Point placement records

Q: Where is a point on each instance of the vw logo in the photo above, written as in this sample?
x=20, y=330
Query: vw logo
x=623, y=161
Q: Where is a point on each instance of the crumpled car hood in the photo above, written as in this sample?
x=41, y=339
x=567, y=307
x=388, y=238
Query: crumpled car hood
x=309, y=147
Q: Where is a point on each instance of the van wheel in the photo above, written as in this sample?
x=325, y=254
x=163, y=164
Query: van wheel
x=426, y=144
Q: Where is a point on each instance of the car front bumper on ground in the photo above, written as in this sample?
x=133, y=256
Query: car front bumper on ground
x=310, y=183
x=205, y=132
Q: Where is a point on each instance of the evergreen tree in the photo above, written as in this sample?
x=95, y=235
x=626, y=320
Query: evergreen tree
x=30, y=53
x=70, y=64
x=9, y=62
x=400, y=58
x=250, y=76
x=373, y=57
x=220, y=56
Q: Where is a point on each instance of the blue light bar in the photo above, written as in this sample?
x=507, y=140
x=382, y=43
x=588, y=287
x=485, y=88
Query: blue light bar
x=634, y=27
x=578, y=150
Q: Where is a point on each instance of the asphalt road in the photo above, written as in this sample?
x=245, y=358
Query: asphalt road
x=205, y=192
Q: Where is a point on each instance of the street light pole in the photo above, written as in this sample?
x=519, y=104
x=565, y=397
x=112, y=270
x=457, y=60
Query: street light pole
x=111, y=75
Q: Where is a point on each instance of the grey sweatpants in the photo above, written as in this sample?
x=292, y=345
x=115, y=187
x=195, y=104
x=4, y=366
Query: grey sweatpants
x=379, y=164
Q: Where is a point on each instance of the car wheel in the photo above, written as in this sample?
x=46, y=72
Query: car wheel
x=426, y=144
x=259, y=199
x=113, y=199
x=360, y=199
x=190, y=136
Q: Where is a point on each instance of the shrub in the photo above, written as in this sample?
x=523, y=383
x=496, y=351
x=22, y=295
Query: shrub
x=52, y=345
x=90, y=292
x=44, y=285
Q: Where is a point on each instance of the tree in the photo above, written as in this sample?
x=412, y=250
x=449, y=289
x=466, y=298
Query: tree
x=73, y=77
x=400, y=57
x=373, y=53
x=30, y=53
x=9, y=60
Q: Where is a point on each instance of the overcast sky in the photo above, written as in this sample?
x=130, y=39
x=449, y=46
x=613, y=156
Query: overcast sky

* [Goal] Copy all of the material above word for word, keeping every line unchanged and in the same order.

* [Result below]
Q: Where is a point on each instance of the vw logo in the photo above, written as in this sample?
x=20, y=330
Query: vw logo
x=623, y=161
Q: Where is a point on each instance of the crumpled car hood in the photo above, written as in this sample?
x=41, y=339
x=567, y=307
x=388, y=238
Query: crumpled car hood
x=309, y=147
Q: Where is a point on each instance of the van wheel in the photo above, written as in this sample?
x=325, y=254
x=163, y=164
Query: van wheel
x=426, y=144
Q: Where is a point on each instance of the car front bumper on ground in the photo above, written as in this sample?
x=133, y=256
Query: car front bumper on ground
x=310, y=183
x=205, y=132
Q: Where is a point on each instance of the evergreen tree in the photo above, written as in this sample?
x=95, y=235
x=626, y=320
Query: evergreen tree
x=30, y=53
x=70, y=64
x=9, y=62
x=400, y=58
x=250, y=76
x=373, y=57
x=220, y=56
Q: Where is a point on each instance of the blue light bar in the photo above, written as in this sample?
x=507, y=140
x=382, y=43
x=588, y=287
x=485, y=88
Query: blue light bar
x=634, y=27
x=578, y=150
Q: Where is a point on each instance of the asphalt road in the photo above, written as in this sample?
x=245, y=358
Query: asphalt road
x=205, y=192
Q: Where is a point on each instance of the street light pole in the photo above, written as in this sample?
x=519, y=104
x=565, y=397
x=112, y=270
x=457, y=60
Query: street light pole
x=111, y=75
Q: Where is a point on each instance of the grey sweatpants in the photo above, written as in this sample?
x=292, y=345
x=115, y=187
x=195, y=104
x=4, y=366
Query: grey sweatpants
x=379, y=164
Q: Where is a point on each instance of the car wheel in the photo above, written as in this sample?
x=46, y=72
Query: car wheel
x=426, y=144
x=259, y=199
x=113, y=199
x=360, y=199
x=190, y=136
Q: Where is a point on each instance of the shrub in the photo above, written as in this sample?
x=523, y=383
x=496, y=351
x=22, y=295
Query: shrub
x=52, y=345
x=90, y=292
x=44, y=285
Q: Where is a point on each instance of the tree in the photo above, written as in this sample?
x=412, y=250
x=449, y=289
x=466, y=298
Query: tree
x=73, y=77
x=400, y=57
x=373, y=53
x=30, y=53
x=9, y=60
Q: Where is a point on each instance of the overcast sky in the photo above, written as in this sample?
x=130, y=39
x=449, y=46
x=613, y=156
Query: overcast sky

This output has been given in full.